Former national security adviser Zbigniew Brzezinski likened U.S. officials’ saber rattling about Iran’s alleged nuclear ambitions to similar statements made before the start of the Iraq war.
“I think the administration, the president and the vice president particularly, are trying to hype the atmosphere, and that is reminiscent of what preceded the war in Iraq,” Brzezinski told CNN’s “Late Edition” on Sunday.
But Henry Kissinger, the former national security adviser and secretary of state under President Nixon, appeared not to doubt Iran’s alleged ambitions.
“I believe they are building a capability to build a nuclear bomb,” Kissinger told CNN. “I don’t think they’re yet in a position to build a nuclear bomb, but they may be two or three years away from it.”
Earlier this month during a televised speech asserting that U.S. troops should not be immediately withdrawn from Iraq, President Bush said, “Iran would benefit from the chaos and would be encouraged in its efforts to gain nuclear weapons and dominate the region.”
However, Iranian President Mahmoud Ahmadinejad said in an interview that aired Sunday on CBS’ “60 Minutes” that “insecurity in Iraq is detrimental to our interests.”
Brzezinski also disapproved of Bush’s statement.

_Supplied data_.
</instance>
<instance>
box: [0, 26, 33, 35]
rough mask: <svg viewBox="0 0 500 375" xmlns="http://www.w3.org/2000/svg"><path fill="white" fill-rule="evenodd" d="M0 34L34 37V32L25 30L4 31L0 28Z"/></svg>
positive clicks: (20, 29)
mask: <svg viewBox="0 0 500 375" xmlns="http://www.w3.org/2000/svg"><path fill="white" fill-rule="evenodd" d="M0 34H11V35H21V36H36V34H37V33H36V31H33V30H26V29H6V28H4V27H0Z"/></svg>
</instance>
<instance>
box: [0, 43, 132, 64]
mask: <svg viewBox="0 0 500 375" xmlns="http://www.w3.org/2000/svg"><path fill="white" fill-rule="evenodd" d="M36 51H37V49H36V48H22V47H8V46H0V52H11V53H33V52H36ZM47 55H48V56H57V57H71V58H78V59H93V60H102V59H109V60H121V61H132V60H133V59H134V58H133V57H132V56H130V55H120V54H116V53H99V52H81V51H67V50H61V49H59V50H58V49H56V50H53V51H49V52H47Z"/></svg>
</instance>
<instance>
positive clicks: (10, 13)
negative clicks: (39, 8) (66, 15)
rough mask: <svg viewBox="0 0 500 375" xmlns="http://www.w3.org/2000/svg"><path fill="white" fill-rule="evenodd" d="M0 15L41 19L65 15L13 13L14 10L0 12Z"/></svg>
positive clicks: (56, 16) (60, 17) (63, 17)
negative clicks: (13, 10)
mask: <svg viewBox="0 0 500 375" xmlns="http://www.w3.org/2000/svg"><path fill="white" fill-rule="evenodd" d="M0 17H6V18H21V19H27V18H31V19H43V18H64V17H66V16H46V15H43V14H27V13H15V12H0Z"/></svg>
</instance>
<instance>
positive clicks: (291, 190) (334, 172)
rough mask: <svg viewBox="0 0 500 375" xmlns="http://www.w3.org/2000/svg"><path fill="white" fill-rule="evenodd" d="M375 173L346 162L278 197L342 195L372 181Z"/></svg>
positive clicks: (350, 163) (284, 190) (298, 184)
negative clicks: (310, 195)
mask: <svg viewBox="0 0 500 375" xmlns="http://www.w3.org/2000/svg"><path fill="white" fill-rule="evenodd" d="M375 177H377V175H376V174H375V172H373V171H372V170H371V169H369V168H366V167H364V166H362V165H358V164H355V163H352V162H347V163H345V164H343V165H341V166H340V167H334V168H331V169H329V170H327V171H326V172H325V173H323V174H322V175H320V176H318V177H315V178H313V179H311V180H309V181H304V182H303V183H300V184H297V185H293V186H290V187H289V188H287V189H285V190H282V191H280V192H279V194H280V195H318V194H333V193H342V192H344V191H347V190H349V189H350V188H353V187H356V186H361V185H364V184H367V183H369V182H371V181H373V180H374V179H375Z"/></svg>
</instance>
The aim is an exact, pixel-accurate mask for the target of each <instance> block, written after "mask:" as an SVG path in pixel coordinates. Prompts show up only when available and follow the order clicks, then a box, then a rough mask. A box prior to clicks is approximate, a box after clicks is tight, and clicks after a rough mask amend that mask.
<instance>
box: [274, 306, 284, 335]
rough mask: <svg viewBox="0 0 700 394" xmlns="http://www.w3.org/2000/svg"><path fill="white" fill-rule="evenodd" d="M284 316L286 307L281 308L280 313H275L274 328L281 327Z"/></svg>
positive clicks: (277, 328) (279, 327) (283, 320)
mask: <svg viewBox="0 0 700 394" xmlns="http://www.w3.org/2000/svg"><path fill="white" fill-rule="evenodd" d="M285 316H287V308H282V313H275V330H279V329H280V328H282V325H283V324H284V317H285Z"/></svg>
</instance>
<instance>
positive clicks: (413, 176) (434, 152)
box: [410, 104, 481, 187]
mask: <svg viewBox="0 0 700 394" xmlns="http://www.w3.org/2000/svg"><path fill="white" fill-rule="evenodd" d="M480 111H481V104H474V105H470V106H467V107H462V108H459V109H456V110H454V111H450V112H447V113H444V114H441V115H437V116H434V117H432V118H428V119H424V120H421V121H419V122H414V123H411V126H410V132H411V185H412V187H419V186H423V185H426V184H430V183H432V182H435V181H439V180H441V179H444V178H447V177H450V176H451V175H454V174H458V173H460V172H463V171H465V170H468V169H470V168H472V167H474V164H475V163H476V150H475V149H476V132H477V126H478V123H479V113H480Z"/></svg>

_Assigned task 1_. Reproduce the whole news report on Iran's alleged nuclear ambitions, word for word.
_Assigned task 2_. Extract every line of the rows that contains the string "rough".

_Worked solution 1_.
Former national security adviser Zbigniew Brzezinski likened U.S. officials’ saber rattling about Iran’s alleged nuclear ambitions to similar statements made before the start of the Iraq war.
“I think the administration, the president and the vice president particularly, are trying to hype the atmosphere, and that is reminiscent of what preceded the war in Iraq,” Brzezinski told CNN’s “Late Edition” on Sunday.
But Henry Kissinger, the former national security adviser and secretary of state under President Nixon, appeared not to doubt Iran’s alleged ambitions.
“I believe they are building a capability to build a nuclear bomb,” Kissinger told CNN. “I don’t think they’re yet in a position to build a nuclear bomb, but they may be two or three years away from it.”
Earlier this month during a televised speech asserting that U.S. troops should not be immediately withdrawn from Iraq, President Bush said, “Iran would benefit from the chaos and would be encouraged in its efforts to gain nuclear weapons and dominate the region.”
However, Iranian President Mahmoud Ahmadinejad said in an interview that aired Sunday on CBS’ “60 Minutes” that “insecurity in Iraq is detrimental to our interests.”
Brzezinski also disapproved of Bush’s statement.

_Worked solution 2_.
rough mask: <svg viewBox="0 0 500 375" xmlns="http://www.w3.org/2000/svg"><path fill="white" fill-rule="evenodd" d="M0 34L34 37V32L25 30L4 31L0 28Z"/></svg>
rough mask: <svg viewBox="0 0 500 375" xmlns="http://www.w3.org/2000/svg"><path fill="white" fill-rule="evenodd" d="M0 15L41 19L65 15L13 13L14 10L0 12Z"/></svg>
rough mask: <svg viewBox="0 0 500 375" xmlns="http://www.w3.org/2000/svg"><path fill="white" fill-rule="evenodd" d="M375 173L346 162L278 197L342 195L372 181Z"/></svg>
The aim is an exact, pixel-accurate mask for the target of each <instance> block, written after "mask:" as an SVG path in pixel coordinates. Prompts show up only when available and follow the order clicks, then a box, then a rough mask. A box prior to clicks is approximate, a box after clicks is tight, and clicks after a rough mask amend that mask.
rough mask: <svg viewBox="0 0 700 394" xmlns="http://www.w3.org/2000/svg"><path fill="white" fill-rule="evenodd" d="M284 316L286 307L281 308L280 313H275L274 328L281 327Z"/></svg>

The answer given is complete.